Text-to-region grounding data
*** Begin section ***
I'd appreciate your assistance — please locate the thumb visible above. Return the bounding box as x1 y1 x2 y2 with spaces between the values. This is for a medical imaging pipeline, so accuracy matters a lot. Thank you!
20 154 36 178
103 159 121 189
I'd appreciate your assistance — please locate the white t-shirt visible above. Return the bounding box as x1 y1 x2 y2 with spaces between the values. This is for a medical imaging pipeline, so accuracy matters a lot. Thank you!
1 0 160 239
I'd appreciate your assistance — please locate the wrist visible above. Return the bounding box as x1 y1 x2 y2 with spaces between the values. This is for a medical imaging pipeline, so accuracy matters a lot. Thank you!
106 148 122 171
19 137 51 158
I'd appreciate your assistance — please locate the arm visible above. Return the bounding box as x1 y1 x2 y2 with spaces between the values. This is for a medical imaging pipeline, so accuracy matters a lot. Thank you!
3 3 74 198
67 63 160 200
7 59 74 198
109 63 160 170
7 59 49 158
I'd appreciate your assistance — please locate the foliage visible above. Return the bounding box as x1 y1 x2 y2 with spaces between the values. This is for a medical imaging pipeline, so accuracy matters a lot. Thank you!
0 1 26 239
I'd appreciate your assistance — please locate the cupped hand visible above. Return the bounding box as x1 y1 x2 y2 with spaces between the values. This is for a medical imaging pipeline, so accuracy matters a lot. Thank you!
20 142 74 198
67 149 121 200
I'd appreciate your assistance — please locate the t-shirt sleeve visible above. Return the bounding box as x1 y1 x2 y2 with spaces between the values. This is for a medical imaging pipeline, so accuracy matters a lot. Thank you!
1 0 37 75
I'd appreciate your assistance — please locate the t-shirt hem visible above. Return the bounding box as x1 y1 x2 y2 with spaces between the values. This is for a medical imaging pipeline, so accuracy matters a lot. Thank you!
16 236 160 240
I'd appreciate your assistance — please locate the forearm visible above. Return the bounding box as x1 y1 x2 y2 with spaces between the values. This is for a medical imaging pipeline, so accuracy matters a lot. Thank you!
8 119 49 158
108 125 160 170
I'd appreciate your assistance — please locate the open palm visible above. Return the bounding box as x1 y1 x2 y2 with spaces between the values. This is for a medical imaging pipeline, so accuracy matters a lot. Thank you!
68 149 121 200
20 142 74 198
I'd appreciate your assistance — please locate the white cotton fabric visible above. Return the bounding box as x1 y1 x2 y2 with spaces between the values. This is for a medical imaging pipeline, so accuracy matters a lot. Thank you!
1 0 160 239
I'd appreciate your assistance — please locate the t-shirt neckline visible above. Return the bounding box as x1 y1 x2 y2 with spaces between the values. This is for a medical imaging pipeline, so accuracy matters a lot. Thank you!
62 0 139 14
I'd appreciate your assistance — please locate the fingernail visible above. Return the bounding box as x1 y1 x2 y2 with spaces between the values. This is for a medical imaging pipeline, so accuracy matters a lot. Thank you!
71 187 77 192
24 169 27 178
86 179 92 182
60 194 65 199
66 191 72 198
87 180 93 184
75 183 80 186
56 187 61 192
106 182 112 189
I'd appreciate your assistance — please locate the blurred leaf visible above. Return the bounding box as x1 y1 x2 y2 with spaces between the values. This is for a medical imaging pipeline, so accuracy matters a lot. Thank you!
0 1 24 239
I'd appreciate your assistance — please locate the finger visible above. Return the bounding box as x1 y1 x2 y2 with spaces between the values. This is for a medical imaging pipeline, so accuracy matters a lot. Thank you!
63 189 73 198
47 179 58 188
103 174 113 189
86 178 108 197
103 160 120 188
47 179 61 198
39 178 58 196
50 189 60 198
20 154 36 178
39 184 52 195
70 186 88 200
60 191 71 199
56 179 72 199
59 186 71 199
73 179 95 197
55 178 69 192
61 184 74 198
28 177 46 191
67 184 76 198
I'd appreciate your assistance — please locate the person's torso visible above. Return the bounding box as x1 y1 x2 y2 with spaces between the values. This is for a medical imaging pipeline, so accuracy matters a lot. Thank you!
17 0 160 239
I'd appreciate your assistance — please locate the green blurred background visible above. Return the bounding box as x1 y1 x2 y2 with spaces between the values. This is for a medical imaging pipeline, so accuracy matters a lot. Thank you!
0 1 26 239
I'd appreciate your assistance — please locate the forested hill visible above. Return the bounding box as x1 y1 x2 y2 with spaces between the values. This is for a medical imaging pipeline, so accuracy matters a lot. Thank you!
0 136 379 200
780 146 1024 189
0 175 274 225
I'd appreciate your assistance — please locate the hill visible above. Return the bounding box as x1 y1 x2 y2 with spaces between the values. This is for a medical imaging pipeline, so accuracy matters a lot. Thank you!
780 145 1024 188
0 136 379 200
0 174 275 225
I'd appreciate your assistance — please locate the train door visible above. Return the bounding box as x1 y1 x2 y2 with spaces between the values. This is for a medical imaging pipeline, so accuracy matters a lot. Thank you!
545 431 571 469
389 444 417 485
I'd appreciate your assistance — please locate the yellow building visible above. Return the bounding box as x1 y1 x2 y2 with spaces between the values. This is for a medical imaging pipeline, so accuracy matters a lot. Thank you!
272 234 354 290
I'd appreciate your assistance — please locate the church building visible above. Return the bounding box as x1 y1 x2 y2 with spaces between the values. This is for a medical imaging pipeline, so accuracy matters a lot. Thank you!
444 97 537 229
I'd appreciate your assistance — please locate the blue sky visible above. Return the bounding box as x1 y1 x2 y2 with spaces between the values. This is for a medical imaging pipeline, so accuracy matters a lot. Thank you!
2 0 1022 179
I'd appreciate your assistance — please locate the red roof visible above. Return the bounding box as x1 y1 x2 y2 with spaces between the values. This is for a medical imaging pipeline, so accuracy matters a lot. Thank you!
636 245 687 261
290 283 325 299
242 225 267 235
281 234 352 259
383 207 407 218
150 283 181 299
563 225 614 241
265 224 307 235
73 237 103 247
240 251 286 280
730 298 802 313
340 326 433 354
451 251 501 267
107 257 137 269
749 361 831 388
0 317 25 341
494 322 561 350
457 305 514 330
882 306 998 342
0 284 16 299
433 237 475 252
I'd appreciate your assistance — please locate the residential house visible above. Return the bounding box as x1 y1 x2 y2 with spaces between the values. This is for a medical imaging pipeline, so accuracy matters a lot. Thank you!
*** End section ***
### ASSIGNMENT
Return the entries above in full and exactly as written.

### SOLUTION
I'd appreciate your assistance — please locate the thumb visible above. Return the bounding box as x1 y1 x2 y2 with spaces between the values. This is for a medical imaging pipeline, so accuracy matters a lot. Thank you!
20 154 36 178
103 159 121 189
I'd appreciate your assistance — please locate the white t-shirt visible above. Return the bounding box as x1 y1 x2 y2 with spaces between the values. This is for a medical imaging pipeline, so accuracy matters a lot. Thank you!
1 0 160 239
I'd appreciate your assistance — please locate the wrist visible above. Return the bounding box as x1 y1 x2 y2 with spaces between the values. This is for a medical imaging pipeline, so accuracy matters a lot. Thank you!
106 148 122 171
19 137 51 158
I'd appreciate your assistance — please locate the arm visible above. Return the bounding box as x1 y1 x2 y2 with spaces between the values. This is for a medical imaging pipeline, so accuracy matters a lot. Thank you!
3 3 74 198
67 63 160 200
7 59 74 198
109 63 160 170
7 59 49 158
I'd appreciate your assistance — please locate the foliage visible above. Return the bounding box as x1 y1 x2 y2 with spaces between the values. This is for a medical imaging pipeline, so accuracy matters a lot. Thank you!
0 1 26 239
I'd appreciate your assistance — please locate the cupped hand visible above. Return the bounding box as x1 y1 x2 y2 with spaces between the values. This is for a medical imaging pipeline, so accuracy matters a lot. Thank you!
20 142 74 198
67 149 121 200
I'd appreciate your assistance — please locate the t-shirt sleeve visible above. Return the bounding box as x1 y1 x2 y2 with spaces between the values. This is for a medical imaging pipeline, so accuracy matters a lot. Thank you!
1 0 37 75
I'd appreciate your assistance — please locate the t-shirt hem visible above. Return the bounding box as x1 y1 x2 y2 with spaces between the values. This is for a medical imaging pipeline, so accuracy matters a lot. Thank you!
16 236 160 240
I'd appreciate your assistance — please locate the forearm visible above. Return the bounding box as x1 y1 x2 y2 with spaces between the values. This is for a medical imaging pipeline, so accuracy matters a lot. Thank you!
8 119 49 158
108 125 160 170
I'd appreciate your assistance — please locate the open palm visible above. Return the bounding box as x1 y1 x2 y2 with spaces between the values. This is for a medical imaging pipeline, so accuracy matters a lot. Thank you!
68 149 121 200
20 142 74 198
I'd appreciate your assistance — please locate the white cotton fabric visible above. Return the bounding box as x1 y1 x2 y2 with spaces between the values. This is for a medical imaging pipeline, so accuracy matters a lot. Thank you!
1 0 160 239
I'd appreciate your assistance — please locate the t-shirt neckline visible above. Return the bounding box as x1 y1 x2 y2 with spaces between the values. This is for a medical imaging pipeline, so accuracy matters a lot. Thank you!
62 0 139 14
I'd appreciate your assistance — please locate the fingernail visible above. Return the bounding box as x1 y1 x2 y2 with spaces between the values. This is for a medical imaging pipeline, so accuracy matters a lot. Thank you!
71 187 77 192
24 169 27 178
86 179 92 182
60 194 65 199
66 191 72 198
87 180 93 184
75 183 80 186
56 187 61 192
106 182 112 189
I'd appreciate your assistance — please locate the blurred leaf visible above. Return the bounding box as x1 y1 x2 y2 with spaces between the values. This is for a medical imaging pipeline, so accuracy matters a lot. Thank you!
0 1 24 239
I'd appreciate your assistance — please locate the finger visible above. Return the bounding box as x1 y1 x2 y2 with spaces between the values. This is for a medical imaging pipeline, so accuracy matters a lot. Thank you!
63 189 73 198
47 179 58 188
103 174 113 189
86 178 108 197
103 160 120 188
47 179 61 198
39 178 58 196
50 189 60 198
20 154 36 178
39 184 52 195
70 186 88 200
60 191 71 199
56 179 72 199
59 186 71 199
73 179 95 197
55 178 69 192
61 184 74 198
28 177 46 191
67 184 76 198
I'd appreciate your assistance — please locate the person's torso visible above. Return the bounding box as x1 y1 x2 y2 with spaces between the values. This is for a medical imaging pipeline, so accuracy matters a lot. Thank you!
17 0 160 239
I'd appreciate your assistance — please locate the green blurred background visible above. Return the bounding box as x1 y1 x2 y2 with spaces between the values. This is for a medical imaging pipeline, so accuracy matters a lot. Thank you!
0 1 26 239
I'd appreciate your assistance — please locate the forested hill visible above. Return the bounding box as x1 y1 x2 y2 with spaces between the values. This is for a medical imaging pipeline, so accuracy matters a lot. Thank you!
0 136 379 200
780 146 1024 189
0 175 274 225
I'd appreciate your assistance — please locate the hill visible above. Return the bounding box as x1 y1 x2 y2 with spaces between the values. This is for a medical imaging pipeline, so accuracy matters a lot. Thank you!
780 145 1024 188
0 136 379 200
0 174 275 225
I'd appreciate your assistance — please locate the train door visible above. Return the bounding box as x1 y1 x2 y2 with spaces between the values. This is for a medical imaging pipeline, so accuracy matters a lot. Thank you!
545 431 571 469
389 444 417 485
I'd appreciate your assistance — please locate the yellow building visible above. Return the bounding box as x1 y1 x2 y2 with spaces between the values. This is for a medical imaging pipeline, so accuracy matters a lot. Thank you!
272 234 354 290
I'd appreciate your assistance — please locate the church building visible above. Return the bounding box as x1 y1 x2 y2 with spaces between the values. This is for a medical imaging pipeline, so accuracy matters a lot. Thank you!
444 97 537 229
I'd appreciate your assistance — please locate the blue sky visible above. Return the bounding box as x1 y1 x2 y2 with spaces between the values. This is for a medical imaging pipeline, so accuracy matters a lot. Thank you!
2 0 1022 179
I'd appreciate your assistance — please locate the red roof visible above. Return the bounding box as x1 y1 x2 y2 with spaces between the values. This is for a medical imaging pipeline, so accuracy matters a lot. Thank you!
636 245 687 261
290 283 325 299
242 225 267 235
281 234 352 259
383 207 407 218
150 283 181 299
563 225 614 241
265 224 307 235
73 237 103 247
240 251 286 280
730 298 802 313
340 326 433 354
451 251 501 267
107 257 137 269
749 361 831 388
0 317 25 341
494 322 561 350
457 305 514 330
882 306 998 342
0 284 16 299
433 237 475 252
I'd appreciate your assistance — please locate the residential house visible above. Return the bounding box as x1 y1 x2 y2 with spaces between the values. This is for a medical imaging pipeline, so accuracy matters a lot. Thank you!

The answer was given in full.